** Opening SUPPLIED RECORDS block **
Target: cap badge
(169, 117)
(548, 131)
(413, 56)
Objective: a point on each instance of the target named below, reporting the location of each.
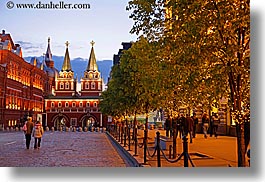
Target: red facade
(70, 107)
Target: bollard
(135, 142)
(158, 149)
(185, 151)
(119, 134)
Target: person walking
(37, 134)
(28, 131)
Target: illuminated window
(86, 85)
(93, 85)
(67, 85)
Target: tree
(207, 43)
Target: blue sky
(106, 22)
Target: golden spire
(66, 64)
(92, 62)
(67, 44)
(92, 43)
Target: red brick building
(70, 106)
(22, 85)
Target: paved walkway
(210, 152)
(67, 149)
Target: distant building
(69, 106)
(22, 85)
(117, 57)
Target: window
(86, 85)
(73, 121)
(93, 85)
(61, 85)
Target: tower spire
(92, 62)
(66, 64)
(48, 56)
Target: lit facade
(70, 107)
(21, 85)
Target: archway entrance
(89, 122)
(60, 121)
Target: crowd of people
(33, 130)
(187, 125)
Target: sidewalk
(210, 152)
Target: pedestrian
(179, 127)
(215, 124)
(196, 121)
(205, 124)
(167, 125)
(37, 134)
(28, 132)
(189, 126)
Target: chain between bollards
(158, 149)
(185, 151)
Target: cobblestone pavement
(59, 149)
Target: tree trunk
(241, 145)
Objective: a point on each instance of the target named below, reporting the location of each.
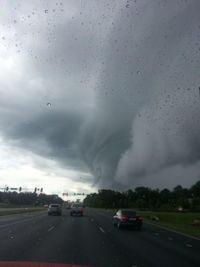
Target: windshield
(100, 113)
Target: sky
(99, 94)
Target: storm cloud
(108, 88)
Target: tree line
(147, 198)
(28, 198)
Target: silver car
(55, 209)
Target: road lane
(92, 240)
(152, 246)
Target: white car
(76, 209)
(55, 209)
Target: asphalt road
(92, 240)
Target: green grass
(181, 222)
(10, 212)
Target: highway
(92, 240)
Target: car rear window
(128, 213)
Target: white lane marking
(188, 245)
(26, 220)
(51, 228)
(101, 229)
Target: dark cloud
(121, 82)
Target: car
(76, 209)
(127, 218)
(55, 209)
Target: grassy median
(178, 221)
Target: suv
(76, 209)
(127, 218)
(55, 209)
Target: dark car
(127, 218)
(76, 209)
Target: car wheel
(119, 225)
** Closing SUPPLIED RECORDS block **
[WHAT THE TASK REQUIRES] Except for the pictures, copy every line of the records above exactly.

[THE COMPLETED TASK]
Target: cap badge
(169, 117)
(548, 131)
(413, 56)
Objective: a point on each instance of the target named below, reporting the location of each.
Target: red facade
(70, 107)
Target: bollard
(135, 142)
(158, 149)
(185, 151)
(119, 134)
Target: person walking
(37, 134)
(28, 131)
Target: illuminated window
(86, 85)
(93, 85)
(67, 85)
Target: tree
(207, 43)
Target: blue sky
(106, 22)
Target: golden spire
(66, 64)
(92, 62)
(67, 44)
(92, 43)
Target: red brick building
(70, 106)
(22, 85)
Target: paved walkway
(210, 152)
(67, 149)
Target: distant building
(69, 106)
(22, 85)
(117, 57)
Target: window
(86, 85)
(73, 121)
(93, 85)
(61, 85)
Target: tower spire
(92, 62)
(66, 64)
(48, 56)
Target: lit facade
(70, 107)
(21, 85)
Target: archway entrance
(89, 122)
(60, 121)
Target: crowd of people
(33, 130)
(187, 125)
Target: sidewalk
(210, 152)
Target: pedestrian
(179, 127)
(215, 124)
(196, 121)
(205, 124)
(167, 125)
(37, 134)
(28, 132)
(189, 126)
Target: chain between bollards
(158, 149)
(185, 151)
Target: cobblestone pavement
(59, 149)
Target: tree trunk
(241, 145)
Objective: a point on each instance of the target named below, reporting the location of each.
Target: windshield
(100, 113)
Target: sky
(99, 94)
Target: storm cloud
(108, 88)
Target: tree line
(147, 198)
(28, 198)
Target: silver car
(55, 209)
Target: road lane
(92, 240)
(152, 246)
Target: white car
(76, 209)
(55, 209)
Target: asphalt road
(92, 240)
Target: green grass
(181, 222)
(10, 212)
Target: highway
(92, 240)
Target: car rear window
(128, 213)
Target: white lane marking
(188, 245)
(26, 220)
(51, 228)
(101, 229)
Target: dark cloud
(121, 82)
Target: car
(76, 209)
(127, 218)
(55, 209)
Target: grassy median
(178, 221)
Target: suv
(76, 209)
(127, 218)
(55, 209)
Target: dark car
(127, 218)
(76, 209)
Target: car wheel
(119, 225)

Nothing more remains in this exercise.